= Exercise =
Print all the records exactly as they stand.

___ Records for the task

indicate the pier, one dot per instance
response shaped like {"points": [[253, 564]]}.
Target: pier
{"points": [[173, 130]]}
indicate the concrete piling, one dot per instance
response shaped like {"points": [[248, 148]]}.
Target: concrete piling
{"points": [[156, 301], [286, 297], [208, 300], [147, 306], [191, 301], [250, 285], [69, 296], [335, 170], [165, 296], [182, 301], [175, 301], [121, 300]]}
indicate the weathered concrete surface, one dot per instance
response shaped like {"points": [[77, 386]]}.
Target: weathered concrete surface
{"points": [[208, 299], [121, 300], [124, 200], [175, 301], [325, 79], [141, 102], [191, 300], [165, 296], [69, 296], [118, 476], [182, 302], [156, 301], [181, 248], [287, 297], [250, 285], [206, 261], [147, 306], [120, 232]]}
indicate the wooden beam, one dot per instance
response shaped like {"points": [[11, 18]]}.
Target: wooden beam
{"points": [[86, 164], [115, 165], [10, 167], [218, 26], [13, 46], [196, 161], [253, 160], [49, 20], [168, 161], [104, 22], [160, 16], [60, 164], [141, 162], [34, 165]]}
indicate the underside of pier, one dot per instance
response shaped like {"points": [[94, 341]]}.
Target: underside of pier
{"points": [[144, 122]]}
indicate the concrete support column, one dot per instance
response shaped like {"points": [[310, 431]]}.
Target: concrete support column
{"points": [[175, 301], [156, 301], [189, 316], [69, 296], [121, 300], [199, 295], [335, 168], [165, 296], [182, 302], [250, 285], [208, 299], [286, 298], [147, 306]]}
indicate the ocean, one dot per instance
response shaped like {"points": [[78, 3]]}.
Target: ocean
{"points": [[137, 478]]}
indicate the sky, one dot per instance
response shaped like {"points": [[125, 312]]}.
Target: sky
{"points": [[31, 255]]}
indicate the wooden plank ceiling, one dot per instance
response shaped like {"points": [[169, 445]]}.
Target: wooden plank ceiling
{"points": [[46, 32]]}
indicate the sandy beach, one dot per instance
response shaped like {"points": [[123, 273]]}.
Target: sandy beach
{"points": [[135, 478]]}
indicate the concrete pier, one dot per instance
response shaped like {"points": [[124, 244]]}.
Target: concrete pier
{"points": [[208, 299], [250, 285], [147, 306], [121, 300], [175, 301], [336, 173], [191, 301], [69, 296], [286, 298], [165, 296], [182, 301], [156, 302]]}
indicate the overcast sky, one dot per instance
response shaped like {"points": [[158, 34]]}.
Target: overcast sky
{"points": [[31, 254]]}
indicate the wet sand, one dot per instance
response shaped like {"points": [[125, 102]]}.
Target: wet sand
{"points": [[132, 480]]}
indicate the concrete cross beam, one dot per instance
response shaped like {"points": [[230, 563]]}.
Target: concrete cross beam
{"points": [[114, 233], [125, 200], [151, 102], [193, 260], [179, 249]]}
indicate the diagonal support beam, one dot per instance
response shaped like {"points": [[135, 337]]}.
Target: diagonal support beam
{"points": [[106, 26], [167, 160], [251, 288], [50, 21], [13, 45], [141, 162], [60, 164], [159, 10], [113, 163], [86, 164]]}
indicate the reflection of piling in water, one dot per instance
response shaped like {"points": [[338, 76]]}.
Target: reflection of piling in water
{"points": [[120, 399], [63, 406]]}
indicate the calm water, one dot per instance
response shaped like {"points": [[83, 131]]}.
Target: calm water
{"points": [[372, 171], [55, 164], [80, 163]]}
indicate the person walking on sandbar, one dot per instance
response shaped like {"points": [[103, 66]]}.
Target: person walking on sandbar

______

= Response below =
indicate the pier, one dot per instance
response shaped like {"points": [[253, 564]]}.
Target: pier
{"points": [[173, 130]]}
indicate the concrete piling, one dot per instance
response shaped like {"points": [[248, 148]]}.
Target: concrete piling
{"points": [[156, 301], [286, 297], [208, 300], [147, 306], [191, 301], [250, 285], [69, 296], [335, 170], [165, 296], [182, 301], [175, 301], [121, 300]]}
indicate the weathered concrete surface, one dot per instance
response shaped like {"points": [[77, 386]]}.
Target: weathered concrete surface
{"points": [[208, 299], [121, 300], [124, 200], [175, 301], [325, 79], [141, 102], [191, 300], [165, 296], [69, 296], [118, 476], [182, 302], [156, 301], [181, 248], [287, 297], [250, 285], [206, 261], [147, 306], [120, 232]]}
indicate the wooden beam, one dot per instance
response shaped like {"points": [[11, 18]]}.
Target: wooden beam
{"points": [[86, 164], [115, 165], [10, 167], [218, 26], [13, 46], [196, 161], [253, 160], [49, 20], [168, 161], [104, 22], [160, 16], [60, 164], [141, 162], [34, 165]]}
indicate the underside of pier, one dot per instance
response shaped like {"points": [[94, 341]]}.
Target: underside of pier
{"points": [[144, 122]]}
indicate the concrete support column, one dot per instance
response shaped like {"points": [[310, 431]]}.
Target: concrete support column
{"points": [[175, 301], [156, 301], [189, 316], [69, 296], [121, 300], [199, 295], [335, 168], [165, 296], [182, 302], [250, 285], [208, 299], [286, 298], [147, 306]]}
indicate the ocean, one dot per instance
response shaped like {"points": [[78, 3]]}.
Target: ocean
{"points": [[137, 478]]}
indicate the sky, one dot per instance
response shaped like {"points": [[125, 312]]}.
Target: sky
{"points": [[31, 255]]}
indicate the wooden plank ceiling, one dot per instance
response shaped like {"points": [[169, 445]]}.
Target: wooden plank ceiling
{"points": [[46, 32]]}
indicate the sandy beach, one dot per instance
response shaped like {"points": [[123, 273]]}.
Target: sandy beach
{"points": [[135, 478]]}
indicate the concrete pier, one dot per instance
response shaped like {"points": [[124, 244]]}.
Target: concrete pier
{"points": [[208, 299], [250, 285], [147, 306], [121, 300], [175, 301], [336, 173], [191, 301], [69, 296], [286, 298], [165, 296], [182, 301], [156, 302]]}
indicate the overcast sky, one dot per instance
response shaped like {"points": [[158, 34]]}.
Target: overcast sky
{"points": [[31, 254]]}
indicate the wet sand, one dot per instance
response shaped like {"points": [[125, 102]]}.
Target: wet sand
{"points": [[132, 480]]}
indicate the concrete cross beam, one dot per instance
response shaped like {"points": [[230, 563]]}.
Target: concrete cross beam
{"points": [[114, 233], [125, 200], [151, 102], [193, 260], [179, 249]]}
indicate the diagonal support beam, one dot per instance
response shaped like {"points": [[135, 337]]}.
Target: diagonal support beam
{"points": [[106, 26], [167, 160], [251, 288], [50, 21], [13, 45], [141, 162], [60, 164], [159, 10], [113, 163], [86, 164]]}
indicate the reflection of piling in water, one dot per instance
response shaped like {"points": [[338, 76]]}.
Target: reflection of piling in water
{"points": [[120, 399], [63, 406]]}
indicate the calm water, one dot per instance
response shaped like {"points": [[83, 131]]}.
Target: calm water
{"points": [[372, 171], [55, 164], [80, 163]]}
indicate the person walking on sandbar, one dot per instance
response shaped like {"points": [[103, 66]]}.
Target: person walking on sandbar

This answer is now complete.